_REQUIRED ACTION 1_
Answer these questions using the article on the DIA's COVID-19 origins assessment:
(a) What date does the DIA "Authoritative Assessment" bear?
(b) Which Wuhan Institute of Virology researcher does the assessment focus on?
(c) Which organization filed the Freedom of Information Act lawsuit mentioned in the article?
_REQUIRED ACTION 2_
Write the next few paragraphs of the article on the DIA's COVID-19 origins assessment, picking up after its final sentence.

_TEXT FOR ANALYSIS_
More than six years after COVID-19 emerged in China and killed millions worldwide, newly released intelligence records show that the Defense Intelligence Agency (DIA) was evaluating a detailed lab-origin scenario as early as March 2020 — weeks into the pandemic and well before the issue became a subject of public debate.
Dated March 27, 2020 — just 16 days after COVID-19 was officially declared a pandemic — the DIA “Authoritative Assessment” appears as part of a slide deck and supporting material shared among analysts and senior officials within the Defense Department’s intelligence arm.
The assessment focuses heavily on the Wuhan Institute of Virology (WIV) and its leading coronavirus researcher, Zhengli Shi, whose laboratory for years conducted high-risk experiments on wild bat coronaviruses.
The never-before-published details were revealed in bits and pieces over the last three months in court-ordered productions of COVID-19 origins intelligence records released by the agency in response to a Freedom of Information Act (FOIA) lawsuit filed by U.S. Right To Know more than a year and a half ago.
The new details bring added context to slides that were previously released in early 2025, showing they were part of a broader, evolving assessment on the pandemic’s roots that the DIA had been shaping for months.

_THE DATA_
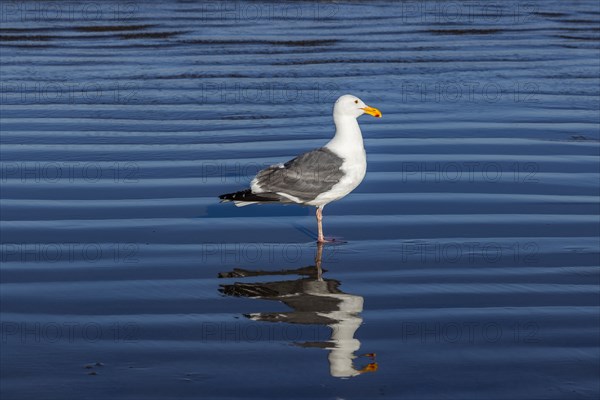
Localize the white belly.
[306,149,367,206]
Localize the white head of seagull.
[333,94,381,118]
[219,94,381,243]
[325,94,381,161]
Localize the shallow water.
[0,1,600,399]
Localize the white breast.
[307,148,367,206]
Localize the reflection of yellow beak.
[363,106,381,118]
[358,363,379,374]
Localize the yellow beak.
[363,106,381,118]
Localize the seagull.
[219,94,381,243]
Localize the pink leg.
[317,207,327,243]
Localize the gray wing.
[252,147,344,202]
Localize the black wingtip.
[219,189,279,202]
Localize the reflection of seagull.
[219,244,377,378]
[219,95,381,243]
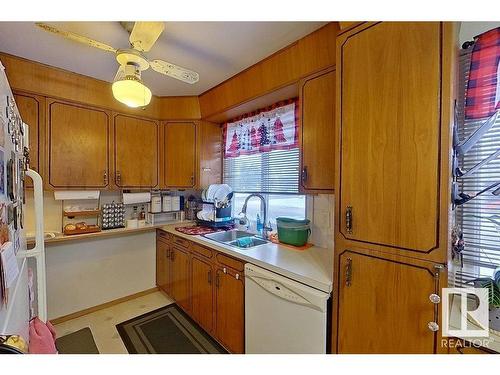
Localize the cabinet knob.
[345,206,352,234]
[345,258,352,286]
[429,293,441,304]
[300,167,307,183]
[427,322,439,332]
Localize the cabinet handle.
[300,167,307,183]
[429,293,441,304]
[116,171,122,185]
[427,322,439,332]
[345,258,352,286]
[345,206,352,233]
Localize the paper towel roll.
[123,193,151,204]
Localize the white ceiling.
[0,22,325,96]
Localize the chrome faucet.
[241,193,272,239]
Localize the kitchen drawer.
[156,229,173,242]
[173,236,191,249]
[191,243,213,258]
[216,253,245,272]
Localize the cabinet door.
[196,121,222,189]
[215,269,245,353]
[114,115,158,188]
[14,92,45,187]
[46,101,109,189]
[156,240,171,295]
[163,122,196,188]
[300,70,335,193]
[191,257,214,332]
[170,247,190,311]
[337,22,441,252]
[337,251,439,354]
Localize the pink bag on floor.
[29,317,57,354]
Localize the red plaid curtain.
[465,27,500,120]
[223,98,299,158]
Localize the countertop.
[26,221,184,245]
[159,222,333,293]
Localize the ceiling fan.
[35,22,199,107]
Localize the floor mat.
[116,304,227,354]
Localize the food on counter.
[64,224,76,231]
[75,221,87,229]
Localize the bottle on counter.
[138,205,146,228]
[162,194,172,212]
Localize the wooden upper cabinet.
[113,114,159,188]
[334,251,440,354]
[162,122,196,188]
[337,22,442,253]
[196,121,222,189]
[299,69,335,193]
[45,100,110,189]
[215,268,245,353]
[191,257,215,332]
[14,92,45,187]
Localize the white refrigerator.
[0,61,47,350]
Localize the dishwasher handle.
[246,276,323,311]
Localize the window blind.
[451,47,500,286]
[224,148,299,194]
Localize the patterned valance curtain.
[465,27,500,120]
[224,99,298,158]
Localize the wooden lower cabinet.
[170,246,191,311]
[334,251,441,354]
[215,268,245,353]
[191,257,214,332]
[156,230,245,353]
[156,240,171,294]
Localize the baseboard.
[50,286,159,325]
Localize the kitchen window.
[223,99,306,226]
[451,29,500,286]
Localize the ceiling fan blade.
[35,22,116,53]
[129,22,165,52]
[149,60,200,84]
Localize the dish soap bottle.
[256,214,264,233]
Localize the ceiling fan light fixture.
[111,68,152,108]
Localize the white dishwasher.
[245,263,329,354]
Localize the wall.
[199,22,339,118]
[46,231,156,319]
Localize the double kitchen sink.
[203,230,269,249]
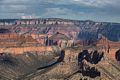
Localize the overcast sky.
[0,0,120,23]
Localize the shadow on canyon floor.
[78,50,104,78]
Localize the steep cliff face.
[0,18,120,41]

_YOUR RESPONSE 1_
(a) March 27, 2020
(b) Zhengli Shi
(c) U.S. Right To Know

_YOUR RESPONSE 2_
On a previously published slide headed “Hypothetical Laboratory Origin of SARS-CoV-2,” the assessment sketches a step-by-step timeline of real and speculative work at the WIV that explains the techniques for how the virus that caused the pandemic could plausibly have been created in a lab with insufficient biosecurity containment.
It then posits that an uncharacterized virus escaped in mid-2019, sparking the outbreak, and that the WIV later published disinformation that analysts speculated helped to bolster a natural-origin narrative.
On a final slide titled “Concluding Points” — also previously released, but now shown to be part of the March 2020 assessment package — a comment bubble appended to a list of observations about WIV’s capabilities reads:
“The molecular biology capabilities of WIV and the genomic assessment are consistent with the hypothesis that SARS-CoV-2 was a lab-engineered virus that was part of a bank of chimeric viruses in Zhengli Shi’s laboratory at WIV that escaped from containment.”
The new material also shows the DIA’s detailed early assessment circulated through the agency’s top ranks just weeks into the pandemic, but the DIA’s official position remained that the virus’s origins were “unknown.”